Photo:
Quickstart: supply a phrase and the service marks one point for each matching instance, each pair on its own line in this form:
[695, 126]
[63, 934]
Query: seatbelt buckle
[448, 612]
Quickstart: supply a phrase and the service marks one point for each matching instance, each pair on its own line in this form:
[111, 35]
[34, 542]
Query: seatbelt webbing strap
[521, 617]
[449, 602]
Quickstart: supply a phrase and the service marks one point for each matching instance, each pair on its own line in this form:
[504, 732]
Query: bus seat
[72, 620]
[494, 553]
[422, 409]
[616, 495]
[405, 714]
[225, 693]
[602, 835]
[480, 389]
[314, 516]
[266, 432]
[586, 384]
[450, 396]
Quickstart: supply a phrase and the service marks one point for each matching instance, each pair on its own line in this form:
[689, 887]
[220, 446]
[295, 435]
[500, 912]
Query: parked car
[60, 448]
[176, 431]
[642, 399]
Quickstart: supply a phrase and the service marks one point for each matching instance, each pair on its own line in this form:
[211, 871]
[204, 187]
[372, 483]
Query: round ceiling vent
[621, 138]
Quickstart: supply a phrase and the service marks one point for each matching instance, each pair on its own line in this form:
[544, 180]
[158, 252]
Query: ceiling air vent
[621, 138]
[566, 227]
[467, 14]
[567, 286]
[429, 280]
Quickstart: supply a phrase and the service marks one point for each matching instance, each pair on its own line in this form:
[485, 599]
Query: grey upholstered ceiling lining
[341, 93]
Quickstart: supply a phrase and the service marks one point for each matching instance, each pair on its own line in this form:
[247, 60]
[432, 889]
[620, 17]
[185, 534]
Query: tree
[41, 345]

+++

» **The request**:
Your task is to repeat each line of the material exactly.

» **The response**:
Photo:
Quickstart: supply a phrase and the service marks one point for each matching instance, each pair on its own line in this form:
[695, 126]
[63, 934]
Query: seatbelt buckle
[448, 612]
Quickstart: supply a phrase and the service marks one point for each matching instance, each pair on its own line in this form:
[111, 35]
[34, 542]
Query: seatbelt webbing strap
[521, 617]
[449, 602]
Quickstart: supply a phrase and the service marks one point for each matching instance, each pair on its own line in this form:
[504, 732]
Query: bus seat
[72, 620]
[494, 553]
[422, 409]
[616, 495]
[405, 714]
[225, 693]
[602, 835]
[480, 389]
[314, 516]
[266, 432]
[586, 384]
[450, 396]
Quickstart: supply a phrase and the service marks one point for each matching instance, each pair on its own line in this form:
[689, 887]
[220, 446]
[295, 435]
[500, 912]
Query: parked car
[60, 448]
[176, 431]
[642, 399]
Quickstart: supply a phrase and the service marks one point for each matching instance, each pair on its own line in this form:
[211, 871]
[204, 187]
[372, 483]
Query: round ceiling vent
[621, 138]
Quickstart: supply a phrase and the service marks one point for each matching instance, each pair on its own line in this form:
[544, 180]
[158, 252]
Query: ceiling air vent
[621, 138]
[566, 227]
[467, 14]
[567, 286]
[429, 280]
Quickstart: supply a phrase and the service marks one point for each matching instance, each pair on its own line in this form:
[485, 599]
Query: grey upholstered ceiling lining
[341, 93]
Quickstart: supply a phrase and the service marks one point for each matching instance, each pair on its own line in this form:
[247, 60]
[432, 889]
[620, 17]
[185, 534]
Query: tree
[41, 345]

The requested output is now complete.